__Text extract__:
** begin **

Category Archives: Trident

Duke University Libraries’ metadata tool project.

You Know What We Did This Summer

I’ve been working in academic libraries for fourteen years now, and I still haven’t been able to convince my grandmother that working for a university doesn’t mean you get the summers off.  We certainly haven’t been taking the summer off in the Digital Collections Program here at the Duke University Libraries, even though you haven’t seen most of the results of our summer work yet.

We premiered the Duke Digital Collections iPhone app back in June, which has been getting positive and enthusiastic feedback (thanks!), but otherwise most of our work has been behind-the-scenes stuff that will pay off in the future.  Among our projects:

  • The metadata phase of the Broadsides & Ephemera digital collection has begun in earnest, with a team of eight catalogers and archivists using our new metadata editor to describe these rare and valuable resources.
  • Work continues on Trident, our digital collections system.  With a new repository, a new metadata editor, and all sorts of other new developments, we’ll be able to create and manage digital collections better, faster, and more seamlessly than ever before, and deliver content in new and exciting ways.
  • Our Digital Production Center continues digitizing materials for future collections at a furious rate.  As usual, they’re very speedy and the rest of us sometimes feel like we’re trying to play catch-up with them….
  • We’ve introduced new ways to keep up with the Digital Collections Program, including a Facebook page (come be our friend!) and more frequent Twitter updates, where we’ve been tweeting highlights from the Duke Digital Collections since the spring.  We’ve also been posting with our digital collections colleagues from across the state to the North Carolina Digital Collections Collaboratory blog.

** end **

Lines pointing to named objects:
** begin **

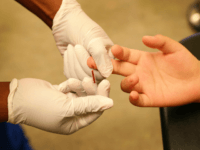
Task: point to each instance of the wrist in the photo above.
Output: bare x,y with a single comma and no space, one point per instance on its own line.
4,92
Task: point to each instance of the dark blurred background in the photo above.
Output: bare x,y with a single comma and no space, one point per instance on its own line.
28,50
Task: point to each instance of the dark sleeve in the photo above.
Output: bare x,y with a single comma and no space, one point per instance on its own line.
44,9
4,91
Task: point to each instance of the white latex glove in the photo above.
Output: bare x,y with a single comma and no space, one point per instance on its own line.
39,104
75,64
72,26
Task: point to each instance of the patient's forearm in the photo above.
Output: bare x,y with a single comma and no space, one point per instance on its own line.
4,91
44,9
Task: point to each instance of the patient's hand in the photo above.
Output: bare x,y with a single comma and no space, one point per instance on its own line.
169,77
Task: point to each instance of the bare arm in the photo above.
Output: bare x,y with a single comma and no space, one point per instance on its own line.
44,9
4,91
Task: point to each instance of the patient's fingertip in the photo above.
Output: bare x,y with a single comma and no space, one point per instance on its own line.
134,97
91,63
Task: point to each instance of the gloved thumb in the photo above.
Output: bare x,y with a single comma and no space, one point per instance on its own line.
101,57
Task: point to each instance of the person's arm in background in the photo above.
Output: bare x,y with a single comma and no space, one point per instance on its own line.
169,77
4,91
70,25
44,9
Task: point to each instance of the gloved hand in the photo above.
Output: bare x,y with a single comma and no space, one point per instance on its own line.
75,64
39,104
72,26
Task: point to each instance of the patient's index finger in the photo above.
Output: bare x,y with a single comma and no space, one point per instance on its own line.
126,54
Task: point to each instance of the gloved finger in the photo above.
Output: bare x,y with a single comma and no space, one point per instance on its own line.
82,56
91,104
72,85
101,58
89,86
104,88
85,120
81,121
70,58
66,68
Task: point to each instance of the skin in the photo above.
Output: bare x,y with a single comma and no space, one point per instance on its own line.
169,77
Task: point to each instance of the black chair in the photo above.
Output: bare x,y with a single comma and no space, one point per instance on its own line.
181,125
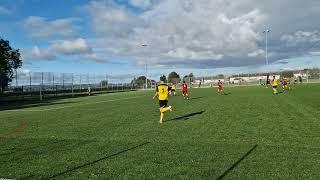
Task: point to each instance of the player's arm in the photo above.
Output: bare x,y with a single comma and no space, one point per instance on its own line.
155,95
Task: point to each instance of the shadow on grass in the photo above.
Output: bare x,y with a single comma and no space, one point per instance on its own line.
187,116
30,104
96,161
196,98
46,147
237,162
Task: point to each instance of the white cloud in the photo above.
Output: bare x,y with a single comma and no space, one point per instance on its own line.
257,53
4,10
315,53
41,28
301,38
41,54
94,57
178,30
77,46
68,47
142,4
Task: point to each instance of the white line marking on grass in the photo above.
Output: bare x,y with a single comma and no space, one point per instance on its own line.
57,108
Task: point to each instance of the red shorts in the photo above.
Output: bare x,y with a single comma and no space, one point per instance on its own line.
184,92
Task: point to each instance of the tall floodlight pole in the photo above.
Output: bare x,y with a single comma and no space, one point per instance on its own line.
145,45
266,33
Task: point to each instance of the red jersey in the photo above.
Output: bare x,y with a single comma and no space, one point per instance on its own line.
184,87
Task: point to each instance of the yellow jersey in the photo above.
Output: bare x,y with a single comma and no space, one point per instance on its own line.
163,91
275,82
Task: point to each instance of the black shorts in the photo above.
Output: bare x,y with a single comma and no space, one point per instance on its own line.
163,103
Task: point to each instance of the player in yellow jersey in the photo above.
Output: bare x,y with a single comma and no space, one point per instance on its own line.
162,92
275,85
173,89
285,84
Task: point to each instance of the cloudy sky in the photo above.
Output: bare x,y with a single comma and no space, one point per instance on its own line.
202,36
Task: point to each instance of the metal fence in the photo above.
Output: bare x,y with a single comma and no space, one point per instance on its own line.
43,85
47,84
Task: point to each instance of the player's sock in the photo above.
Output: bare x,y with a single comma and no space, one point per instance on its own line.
161,117
166,109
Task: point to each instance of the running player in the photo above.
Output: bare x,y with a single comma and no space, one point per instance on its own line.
89,90
284,84
173,89
185,90
219,86
275,85
162,92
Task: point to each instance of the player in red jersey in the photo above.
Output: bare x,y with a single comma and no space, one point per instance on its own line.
219,86
185,90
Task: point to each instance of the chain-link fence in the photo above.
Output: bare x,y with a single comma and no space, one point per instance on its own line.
44,85
47,84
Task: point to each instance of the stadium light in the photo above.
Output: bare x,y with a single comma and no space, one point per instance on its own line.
145,45
266,33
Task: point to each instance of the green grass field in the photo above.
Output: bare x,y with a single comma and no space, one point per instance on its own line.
247,134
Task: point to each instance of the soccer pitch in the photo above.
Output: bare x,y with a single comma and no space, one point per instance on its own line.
249,133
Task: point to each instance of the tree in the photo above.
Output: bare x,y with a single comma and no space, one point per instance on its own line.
174,77
163,78
9,63
103,83
220,76
191,76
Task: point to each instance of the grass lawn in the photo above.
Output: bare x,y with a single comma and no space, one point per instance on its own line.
247,134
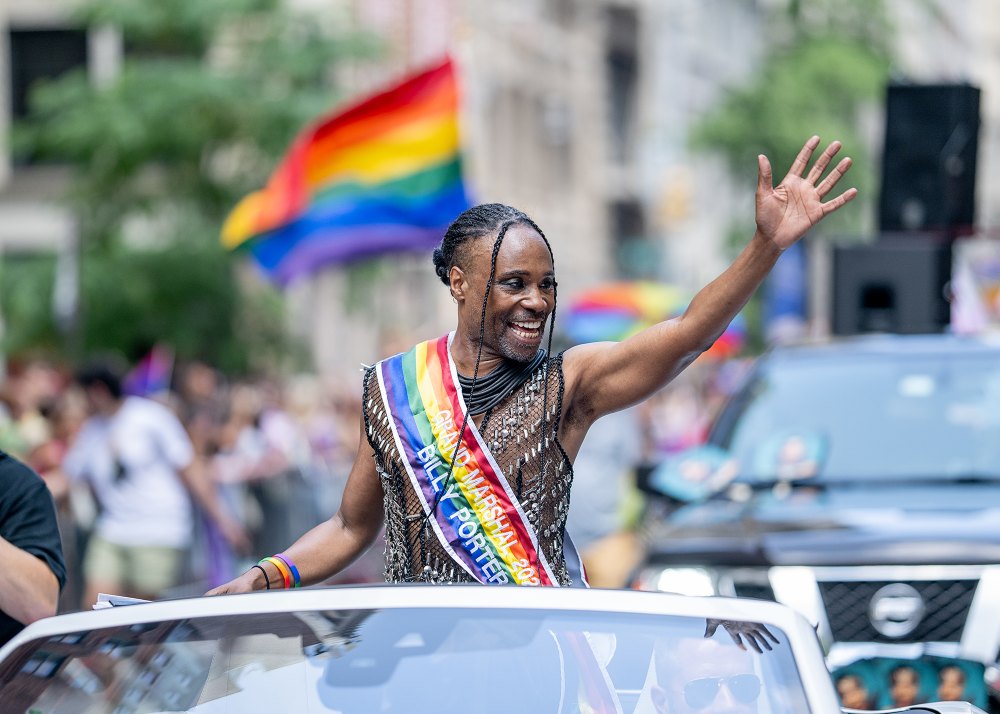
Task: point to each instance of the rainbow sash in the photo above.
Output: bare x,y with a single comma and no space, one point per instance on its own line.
478,519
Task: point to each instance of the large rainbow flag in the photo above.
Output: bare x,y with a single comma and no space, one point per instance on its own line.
383,175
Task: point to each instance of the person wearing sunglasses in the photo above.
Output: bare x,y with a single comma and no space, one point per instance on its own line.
705,676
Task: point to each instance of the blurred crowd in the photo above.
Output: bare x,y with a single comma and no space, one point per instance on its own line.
274,455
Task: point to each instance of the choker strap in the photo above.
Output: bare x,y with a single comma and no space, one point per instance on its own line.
495,386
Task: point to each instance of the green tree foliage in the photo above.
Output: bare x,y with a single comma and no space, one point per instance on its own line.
828,62
209,95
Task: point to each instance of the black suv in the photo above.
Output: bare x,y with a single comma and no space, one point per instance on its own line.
859,482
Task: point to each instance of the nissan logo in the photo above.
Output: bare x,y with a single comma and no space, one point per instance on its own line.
896,610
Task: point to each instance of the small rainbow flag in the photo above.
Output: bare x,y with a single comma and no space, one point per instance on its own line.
151,375
383,175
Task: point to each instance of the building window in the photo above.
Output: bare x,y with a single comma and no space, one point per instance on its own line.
622,63
636,256
38,55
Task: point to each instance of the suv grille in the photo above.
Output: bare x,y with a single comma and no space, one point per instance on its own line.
946,604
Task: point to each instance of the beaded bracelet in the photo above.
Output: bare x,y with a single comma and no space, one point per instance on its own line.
286,574
296,580
267,580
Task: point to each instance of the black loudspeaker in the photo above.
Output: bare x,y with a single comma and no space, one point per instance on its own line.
895,285
929,160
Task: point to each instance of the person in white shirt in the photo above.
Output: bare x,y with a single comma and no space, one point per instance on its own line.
139,462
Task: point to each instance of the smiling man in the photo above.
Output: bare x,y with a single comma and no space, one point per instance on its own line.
469,439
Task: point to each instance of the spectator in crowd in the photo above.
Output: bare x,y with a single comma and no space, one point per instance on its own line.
853,693
951,684
139,461
904,686
30,549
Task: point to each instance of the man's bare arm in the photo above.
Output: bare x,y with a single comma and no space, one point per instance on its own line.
605,377
334,544
29,589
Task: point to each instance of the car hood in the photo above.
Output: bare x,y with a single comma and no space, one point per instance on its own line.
847,524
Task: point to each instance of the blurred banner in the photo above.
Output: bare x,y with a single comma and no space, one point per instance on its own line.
151,375
975,306
383,175
786,297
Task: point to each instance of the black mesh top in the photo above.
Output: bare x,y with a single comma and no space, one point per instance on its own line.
513,432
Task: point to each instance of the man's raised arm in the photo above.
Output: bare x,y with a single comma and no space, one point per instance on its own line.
605,377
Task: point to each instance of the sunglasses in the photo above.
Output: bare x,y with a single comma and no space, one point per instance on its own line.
699,693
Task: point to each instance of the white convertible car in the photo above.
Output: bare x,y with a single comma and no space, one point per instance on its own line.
467,649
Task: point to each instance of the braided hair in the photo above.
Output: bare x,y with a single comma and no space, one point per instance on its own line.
482,220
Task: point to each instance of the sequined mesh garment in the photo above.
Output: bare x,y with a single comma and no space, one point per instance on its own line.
513,432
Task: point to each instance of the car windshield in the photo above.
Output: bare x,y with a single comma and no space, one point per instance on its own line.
870,418
404,660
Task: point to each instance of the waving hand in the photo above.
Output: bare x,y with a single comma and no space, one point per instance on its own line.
786,211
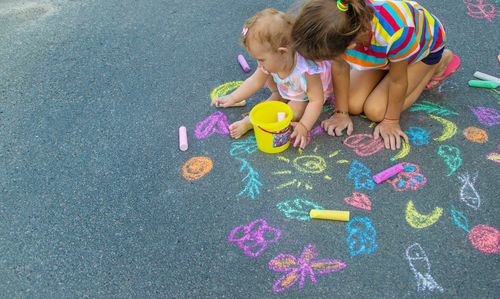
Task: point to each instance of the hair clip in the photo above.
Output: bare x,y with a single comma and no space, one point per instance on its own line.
341,6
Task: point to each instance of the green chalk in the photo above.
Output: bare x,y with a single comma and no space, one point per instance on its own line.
481,83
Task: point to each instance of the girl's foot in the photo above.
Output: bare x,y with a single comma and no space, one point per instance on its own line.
239,128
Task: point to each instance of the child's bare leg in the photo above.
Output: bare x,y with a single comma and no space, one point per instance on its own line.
239,128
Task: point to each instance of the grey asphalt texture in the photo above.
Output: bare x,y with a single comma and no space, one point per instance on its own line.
94,203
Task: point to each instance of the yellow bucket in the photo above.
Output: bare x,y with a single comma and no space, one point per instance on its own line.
272,136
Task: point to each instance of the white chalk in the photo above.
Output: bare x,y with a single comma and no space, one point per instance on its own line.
486,77
182,138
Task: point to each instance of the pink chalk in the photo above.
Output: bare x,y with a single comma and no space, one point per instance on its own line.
182,138
243,63
384,175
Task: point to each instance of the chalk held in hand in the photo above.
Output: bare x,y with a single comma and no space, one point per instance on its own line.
384,175
243,63
481,83
182,138
329,214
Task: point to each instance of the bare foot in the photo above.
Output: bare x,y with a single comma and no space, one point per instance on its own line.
239,128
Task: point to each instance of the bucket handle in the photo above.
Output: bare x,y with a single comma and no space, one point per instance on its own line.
280,132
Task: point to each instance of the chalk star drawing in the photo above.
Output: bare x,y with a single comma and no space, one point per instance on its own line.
253,240
300,269
421,268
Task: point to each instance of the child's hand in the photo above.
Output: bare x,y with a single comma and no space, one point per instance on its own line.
391,133
300,134
337,123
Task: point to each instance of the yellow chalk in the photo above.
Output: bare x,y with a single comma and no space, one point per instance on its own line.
329,214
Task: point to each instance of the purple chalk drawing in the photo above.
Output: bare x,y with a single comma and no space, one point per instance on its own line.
486,116
215,123
254,242
300,269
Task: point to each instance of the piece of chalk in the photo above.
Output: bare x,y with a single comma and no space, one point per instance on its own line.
182,138
329,214
481,83
281,116
384,175
243,63
486,77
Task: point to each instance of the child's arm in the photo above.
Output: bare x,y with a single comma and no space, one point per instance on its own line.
312,111
340,80
248,88
389,128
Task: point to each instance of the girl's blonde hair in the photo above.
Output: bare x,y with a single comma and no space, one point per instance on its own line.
268,26
322,31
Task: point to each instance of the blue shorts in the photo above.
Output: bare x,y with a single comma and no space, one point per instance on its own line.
433,58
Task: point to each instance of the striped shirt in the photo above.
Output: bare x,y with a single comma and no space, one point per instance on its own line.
401,30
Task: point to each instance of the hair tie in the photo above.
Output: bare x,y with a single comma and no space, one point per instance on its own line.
341,6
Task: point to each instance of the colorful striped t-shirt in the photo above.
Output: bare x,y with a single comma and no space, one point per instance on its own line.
400,30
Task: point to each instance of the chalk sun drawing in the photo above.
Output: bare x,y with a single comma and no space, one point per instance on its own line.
451,156
297,209
417,220
307,165
215,123
255,237
362,236
252,178
421,268
468,193
299,269
409,178
360,174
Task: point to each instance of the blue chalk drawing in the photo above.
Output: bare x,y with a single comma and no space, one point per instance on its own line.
248,146
362,236
252,186
418,135
361,176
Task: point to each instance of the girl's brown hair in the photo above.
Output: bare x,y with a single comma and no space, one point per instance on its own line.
268,26
322,31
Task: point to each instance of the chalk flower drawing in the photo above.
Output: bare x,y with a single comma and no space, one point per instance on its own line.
253,237
421,268
300,269
252,186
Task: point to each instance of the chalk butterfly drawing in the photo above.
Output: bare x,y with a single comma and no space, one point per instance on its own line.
299,270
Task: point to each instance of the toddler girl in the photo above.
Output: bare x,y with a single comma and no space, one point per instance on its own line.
304,84
395,49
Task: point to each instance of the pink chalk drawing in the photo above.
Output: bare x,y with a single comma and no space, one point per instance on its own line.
364,144
481,9
485,238
486,116
301,268
359,200
409,178
214,123
253,240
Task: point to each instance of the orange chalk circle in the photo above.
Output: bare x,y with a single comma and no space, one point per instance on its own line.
196,167
475,134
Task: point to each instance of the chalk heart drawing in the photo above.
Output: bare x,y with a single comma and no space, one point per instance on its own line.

** end **

__The tasks__:
1. According to the summer update, why does the rest of the Digital Collections Program staff sometimes feel it is playing catch-up with the Digital Production Center?
2. List every channel the summer update names for following or reading posts from the Digital Collections Program.
3. From the summer update, reproduce word for word the passage between "You Know What" and "summer work yet.", inclusive.

__Exercise responses__:
1. The Digital Production Center keeps digitizing materials for future collections at a furious rate and, as usual, is very speedy. That leaves the others sometimes feeling they are trying to catch up.

2.
- A Facebook page
- More frequent Twitter updates
- The North Carolina Digital Collections Collaboratory blog

3.
You Know What We Did This Summer

I’ve been working in academic libraries for fourteen years now, and I still haven’t been able to convince my grandmother that working for a university doesn’t mean you get the summers off.  We certainly haven’t been taking the summer off in the Digital Collections Program here at the Duke University Libraries, even though you haven’t seen most of the results of our summer work yet.